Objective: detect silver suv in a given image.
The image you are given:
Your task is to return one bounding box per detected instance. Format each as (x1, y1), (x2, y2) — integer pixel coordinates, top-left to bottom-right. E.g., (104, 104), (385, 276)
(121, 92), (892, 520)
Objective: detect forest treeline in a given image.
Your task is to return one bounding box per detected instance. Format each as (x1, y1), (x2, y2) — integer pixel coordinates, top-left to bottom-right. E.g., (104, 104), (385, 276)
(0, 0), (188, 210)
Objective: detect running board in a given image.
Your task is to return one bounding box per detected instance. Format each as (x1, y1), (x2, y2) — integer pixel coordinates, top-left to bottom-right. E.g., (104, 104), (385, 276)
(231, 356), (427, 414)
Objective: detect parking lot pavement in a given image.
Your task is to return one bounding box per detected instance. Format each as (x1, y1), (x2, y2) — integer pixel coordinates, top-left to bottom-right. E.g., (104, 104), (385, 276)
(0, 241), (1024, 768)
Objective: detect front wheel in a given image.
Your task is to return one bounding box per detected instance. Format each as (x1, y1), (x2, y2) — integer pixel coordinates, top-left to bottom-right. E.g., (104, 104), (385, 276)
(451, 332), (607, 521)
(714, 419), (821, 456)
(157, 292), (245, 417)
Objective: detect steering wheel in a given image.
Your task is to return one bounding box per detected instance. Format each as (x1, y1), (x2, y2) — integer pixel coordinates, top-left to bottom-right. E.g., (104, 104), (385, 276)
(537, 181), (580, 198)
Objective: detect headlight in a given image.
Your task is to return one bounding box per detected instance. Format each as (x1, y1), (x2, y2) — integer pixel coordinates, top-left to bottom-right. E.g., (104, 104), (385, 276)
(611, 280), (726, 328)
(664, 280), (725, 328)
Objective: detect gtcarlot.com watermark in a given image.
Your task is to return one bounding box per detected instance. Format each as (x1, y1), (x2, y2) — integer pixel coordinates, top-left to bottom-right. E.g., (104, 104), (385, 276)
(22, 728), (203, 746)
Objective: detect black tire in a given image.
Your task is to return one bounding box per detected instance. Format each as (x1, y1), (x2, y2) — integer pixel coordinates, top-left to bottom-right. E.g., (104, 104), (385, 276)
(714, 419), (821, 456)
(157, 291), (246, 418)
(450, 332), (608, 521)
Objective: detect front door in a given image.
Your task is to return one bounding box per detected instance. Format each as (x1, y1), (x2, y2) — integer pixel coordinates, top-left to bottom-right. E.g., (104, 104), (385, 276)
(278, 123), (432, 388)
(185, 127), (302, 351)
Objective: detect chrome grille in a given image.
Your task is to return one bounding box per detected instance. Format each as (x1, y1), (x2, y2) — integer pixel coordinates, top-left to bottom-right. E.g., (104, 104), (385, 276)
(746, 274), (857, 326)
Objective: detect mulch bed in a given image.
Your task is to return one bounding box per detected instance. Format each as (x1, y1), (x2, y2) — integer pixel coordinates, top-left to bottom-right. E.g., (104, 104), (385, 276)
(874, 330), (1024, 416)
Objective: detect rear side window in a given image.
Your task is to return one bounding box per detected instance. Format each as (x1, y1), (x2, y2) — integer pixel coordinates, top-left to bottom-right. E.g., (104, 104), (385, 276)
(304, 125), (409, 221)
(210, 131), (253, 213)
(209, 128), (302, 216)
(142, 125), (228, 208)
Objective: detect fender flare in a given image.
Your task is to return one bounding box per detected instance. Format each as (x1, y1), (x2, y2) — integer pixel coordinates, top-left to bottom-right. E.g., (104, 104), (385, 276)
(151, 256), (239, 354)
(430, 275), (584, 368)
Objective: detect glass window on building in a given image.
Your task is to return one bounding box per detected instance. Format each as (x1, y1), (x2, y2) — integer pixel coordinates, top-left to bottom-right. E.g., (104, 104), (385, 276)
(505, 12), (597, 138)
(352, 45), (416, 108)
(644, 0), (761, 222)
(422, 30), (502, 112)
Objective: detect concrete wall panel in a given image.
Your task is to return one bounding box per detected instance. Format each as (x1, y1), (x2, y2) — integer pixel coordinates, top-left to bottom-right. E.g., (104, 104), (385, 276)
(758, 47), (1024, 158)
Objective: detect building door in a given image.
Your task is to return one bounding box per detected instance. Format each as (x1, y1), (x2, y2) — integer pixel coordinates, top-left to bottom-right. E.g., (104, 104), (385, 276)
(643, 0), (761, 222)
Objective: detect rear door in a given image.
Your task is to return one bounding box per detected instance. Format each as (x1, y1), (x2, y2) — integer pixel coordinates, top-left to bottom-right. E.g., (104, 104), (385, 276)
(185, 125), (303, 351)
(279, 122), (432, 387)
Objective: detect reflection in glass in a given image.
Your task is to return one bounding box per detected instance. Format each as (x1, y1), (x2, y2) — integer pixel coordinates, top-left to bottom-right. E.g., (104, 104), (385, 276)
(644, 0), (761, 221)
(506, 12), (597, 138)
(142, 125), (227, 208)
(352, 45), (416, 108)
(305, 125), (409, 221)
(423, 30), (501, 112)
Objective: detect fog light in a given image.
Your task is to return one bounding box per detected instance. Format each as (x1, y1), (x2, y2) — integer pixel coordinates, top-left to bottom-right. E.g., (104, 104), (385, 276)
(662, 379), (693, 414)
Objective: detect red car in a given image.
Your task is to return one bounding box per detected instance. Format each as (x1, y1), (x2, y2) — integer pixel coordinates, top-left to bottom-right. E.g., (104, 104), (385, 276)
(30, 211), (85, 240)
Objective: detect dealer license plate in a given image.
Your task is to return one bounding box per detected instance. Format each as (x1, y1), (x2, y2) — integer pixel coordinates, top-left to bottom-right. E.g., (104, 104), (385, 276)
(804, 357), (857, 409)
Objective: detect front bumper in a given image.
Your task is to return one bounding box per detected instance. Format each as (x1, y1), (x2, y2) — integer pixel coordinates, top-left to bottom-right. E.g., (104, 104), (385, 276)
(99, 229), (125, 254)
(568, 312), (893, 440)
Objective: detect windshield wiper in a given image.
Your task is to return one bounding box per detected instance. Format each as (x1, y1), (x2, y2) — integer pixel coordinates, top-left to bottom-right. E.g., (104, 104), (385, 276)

******************************

→ **Task**: Repeat the stretch from the first line through the line containing "(121, 92), (892, 520)", requests included, and shift every coordinate in the answers by -61.

→ **Full output**:
Objective: detect silver suv in a given image.
The image you are given:
Your task is to return one bounding box per detected instance. Format each as (x1, y1), (x2, y2) — integer pixel coordinates, top-left to bottom-right. E.g., (104, 104), (385, 276)
(60, 31), (831, 459)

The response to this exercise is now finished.